_DOCUMENT_.
"""

Why do we need no_grad before updating a tensor but when not when updating .data?

xlnwel · August 11, 2018, 12:40pm

I’m new to pytorch. I see some code which always calls .data to indirectly update a tensor, an example is
the moving average for the target network in DQN

target_param.data.copy_(tau*local_param.data + (1.0-tau)*target_param.data)

but I also notice that some code directly update tensor in with torch.no_grad(), such as update weights in network

with torch.no_grad():
    w -= w.grad

What’s the difference between these two different update methods for tensor?

ptrblck · August 11, 2018, 12:47pm

If you use .data autograd doesn’t track these changes and you might end up with wrong gradients, as you are modifying the underlying data.
If you want to update a parameter like weight, you should use the new with torch.no_grad() op, as it’s generally not advised to use .data.

"""

[Location identification entries]
"""

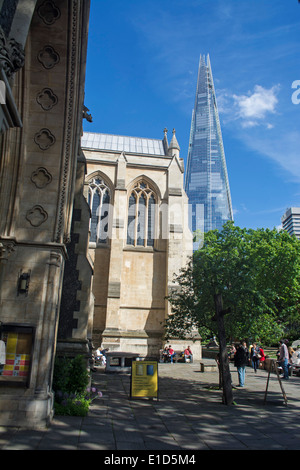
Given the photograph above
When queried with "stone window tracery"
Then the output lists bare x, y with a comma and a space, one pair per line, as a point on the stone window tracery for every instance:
141, 216
99, 201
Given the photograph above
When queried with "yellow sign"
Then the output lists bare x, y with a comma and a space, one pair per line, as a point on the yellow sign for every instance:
144, 379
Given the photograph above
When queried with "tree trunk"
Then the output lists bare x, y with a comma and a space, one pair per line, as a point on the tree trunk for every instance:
223, 356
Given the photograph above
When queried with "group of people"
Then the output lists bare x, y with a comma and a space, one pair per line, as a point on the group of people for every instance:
287, 356
169, 354
255, 355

"""

_ACTIONS TO TAKE_.
(a) Update the PyTorch thread, starting at "xlnwel · August" and ending at "methods for tensor?", with "tensor" replaced by "parameter".
(b) In the PyTorch thread, what does ptrblck say can happen when you use .data, since autograd doesn't track those changes?
(c) Resume the PyTorch thread about no_grad and .data after its final sentence.

_WRITTEN ANSWERS_.
(a)
xlnwel · August 11, 2018, 12:40pm

I’m new to pytorch. I see some code which always calls .data to indirectly update a parameter, an example is
the moving average for the target network in DQN

target_param.data.copy_(tau*local_param.data + (1.0-tau)*target_param.data)

but I also notice that some code directly update parameter in with torch.no_grad(), such as update weights in network

with torch.no_grad():
    w -= w.grad

What’s the difference between these two different update methods for parameter?

(b) You might end up with wrong gradients.

(c)
xlnwel · August 12, 2018, 8:43am

Based on what you said, it seems that .data is the same as the tensor itself. I want to know whether it is necessary to use .data anymore since pytorch 4.0 has deprecated variable?

ptrblck · August 12, 2018, 11:44am

I wouldn’t use .data unless it’s really necessary and I know exactly, what I’m doing.
Most use cases will work just fine using torch.no_grad().

xlnwel · August 15, 2018, 12:49am

Thanks, I just want to make sure. Does it mean that I could use torch.no_grad() instead in my first example? i.e.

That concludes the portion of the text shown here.